WHAT TO PRODUCE. Rewrite all of the records below, changing every "Pinpoint" to "Locate" and leaving everything else the same.

Region annotation entries.
──────

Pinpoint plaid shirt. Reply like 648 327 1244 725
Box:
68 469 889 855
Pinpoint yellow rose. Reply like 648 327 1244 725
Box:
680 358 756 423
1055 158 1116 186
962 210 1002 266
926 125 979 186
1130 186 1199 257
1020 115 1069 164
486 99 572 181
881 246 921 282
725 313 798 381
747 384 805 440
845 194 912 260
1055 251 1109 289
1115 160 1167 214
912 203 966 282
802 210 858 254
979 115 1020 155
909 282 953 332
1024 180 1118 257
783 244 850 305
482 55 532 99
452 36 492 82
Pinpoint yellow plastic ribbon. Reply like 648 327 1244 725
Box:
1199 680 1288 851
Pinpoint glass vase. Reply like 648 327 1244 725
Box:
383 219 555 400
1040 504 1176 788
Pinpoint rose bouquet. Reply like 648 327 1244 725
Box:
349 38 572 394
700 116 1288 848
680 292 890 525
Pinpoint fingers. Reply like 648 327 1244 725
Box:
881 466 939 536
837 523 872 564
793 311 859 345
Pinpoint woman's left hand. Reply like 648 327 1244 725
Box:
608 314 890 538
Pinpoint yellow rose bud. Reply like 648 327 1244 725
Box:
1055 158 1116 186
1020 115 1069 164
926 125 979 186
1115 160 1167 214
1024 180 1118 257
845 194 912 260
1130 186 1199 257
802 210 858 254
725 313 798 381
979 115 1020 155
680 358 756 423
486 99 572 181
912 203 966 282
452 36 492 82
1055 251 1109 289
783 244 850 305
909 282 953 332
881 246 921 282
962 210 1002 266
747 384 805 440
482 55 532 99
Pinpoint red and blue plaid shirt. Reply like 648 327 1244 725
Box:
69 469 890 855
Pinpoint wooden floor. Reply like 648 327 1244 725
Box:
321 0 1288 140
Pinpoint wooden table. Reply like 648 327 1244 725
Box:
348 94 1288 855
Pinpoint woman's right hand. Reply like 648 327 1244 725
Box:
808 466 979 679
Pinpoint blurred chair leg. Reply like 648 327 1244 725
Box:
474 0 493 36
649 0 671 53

──────

SOLUTION TO THIS PROBLEM.
Locate plaid shirt. Reply like 648 327 1244 725
Box:
68 469 889 855
Locate yellow rose. Reply like 648 327 1244 725
Box:
680 358 756 423
1055 158 1116 186
962 210 1002 266
926 125 979 186
1130 186 1199 257
1020 115 1069 164
486 99 572 181
881 246 921 282
725 313 798 381
747 384 805 440
845 194 912 260
1055 251 1109 289
1115 160 1167 214
912 203 966 282
802 210 858 254
979 115 1020 155
909 282 953 332
1024 180 1118 257
783 244 850 305
482 55 532 99
452 36 492 82
Locate yellow plastic ribbon. Reply like 648 327 1244 725
Box:
1199 680 1288 851
Locate glass vase. Reply like 648 327 1244 725
Box:
383 219 555 400
1040 504 1176 788
Locate rose bouquet. Reply like 648 327 1244 725
Box:
349 38 572 394
700 116 1288 848
680 292 890 525
Locate fingers. Reply like 648 327 1244 725
Box:
881 466 939 536
837 523 872 564
793 311 859 345
Locate woman's left hand. Reply like 648 327 1244 725
Box:
608 314 890 538
Locate yellow rose bud. Reply like 648 327 1244 725
Box:
1055 158 1116 186
1020 115 1069 164
926 125 979 186
1115 160 1167 214
1024 180 1118 257
845 194 912 260
1130 186 1199 257
802 210 858 254
725 313 798 381
979 115 1020 155
680 358 756 423
486 99 572 181
912 203 966 282
452 36 492 82
1055 251 1109 289
783 244 850 305
909 282 953 332
881 246 921 282
962 210 1002 266
747 384 805 440
482 55 532 99
Locate red and blue plaid shirt. Reply like 648 327 1244 725
Box:
69 469 890 855
Locate wooden floor. Reply like 648 327 1244 725
Box:
321 0 1288 140
Locate wooden table. Reply like 648 327 1244 725
Box:
348 94 1288 855
Locate woman's right hand. Reply like 648 327 1244 725
Box:
808 466 979 679
Locate blurred chair leg. Reply like 648 327 1244 725
Box:
474 0 493 36
649 0 671 53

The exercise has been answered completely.